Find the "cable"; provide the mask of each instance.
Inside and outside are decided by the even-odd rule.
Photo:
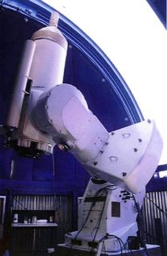
[[[136,209],[137,210],[138,213],[138,221],[139,221],[139,234],[140,234],[140,238],[141,238],[141,241],[142,242],[142,245],[144,246],[145,251],[147,254],[147,256],[151,256],[151,254],[149,254],[147,246],[146,246],[146,240],[145,240],[145,232],[144,232],[144,223],[143,223],[143,218],[142,218],[142,213],[139,206],[138,202],[137,202],[136,198],[134,196],[134,194],[131,194],[131,196],[133,198],[133,199],[134,200],[134,203],[135,203],[135,206]]]

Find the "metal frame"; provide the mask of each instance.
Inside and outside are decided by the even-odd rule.
[[[0,201],[1,199],[2,199],[2,209],[0,208],[0,239],[2,238],[3,235],[6,196],[0,195]]]

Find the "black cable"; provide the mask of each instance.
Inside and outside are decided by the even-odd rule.
[[[101,218],[102,218],[102,214],[103,214],[104,209],[105,209],[105,206],[106,198],[107,198],[107,194],[108,194],[108,191],[107,191],[107,190],[106,190],[106,187],[104,187],[104,190],[105,190],[105,193],[106,193],[106,194],[105,194],[106,197],[105,197],[105,200],[104,201],[104,203],[103,203],[102,210],[101,211],[101,214],[100,214],[99,218],[98,218],[97,222],[97,227],[96,228],[97,224],[96,224],[96,226],[95,226],[96,232],[95,232],[93,239],[93,241],[92,241],[93,242],[94,242],[94,241],[95,241],[95,239],[96,239],[97,234],[97,232],[98,232],[98,230],[99,230],[99,226],[100,226],[100,225],[101,225]],[[92,247],[92,249],[91,249],[91,250],[90,250],[90,256],[91,256],[91,254],[92,254],[92,250],[93,250],[93,247]]]
[[[142,242],[142,246],[143,246],[143,247],[145,249],[145,251],[147,256],[151,256],[151,254],[149,254],[149,250],[147,249],[147,246],[146,246],[146,239],[145,239],[145,232],[144,232],[144,229],[143,229],[144,223],[143,223],[142,213],[141,213],[139,203],[138,203],[138,202],[137,202],[134,194],[131,194],[131,195],[132,195],[133,199],[134,200],[135,206],[136,206],[136,209],[137,209],[137,213],[138,213],[138,221],[139,221],[139,225],[138,226],[139,226],[139,229],[140,229],[139,230],[140,238],[141,238],[141,241]]]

[Exercise details]: Pick out every line in the items above that contains the word "instance" and copy each of those lines.

[Expected output]:
Find the "cable"; provide the mask of each instance.
Find the "metal frame"; provide the mask of each instance.
Find the "black cable"; provide the mask of each instance.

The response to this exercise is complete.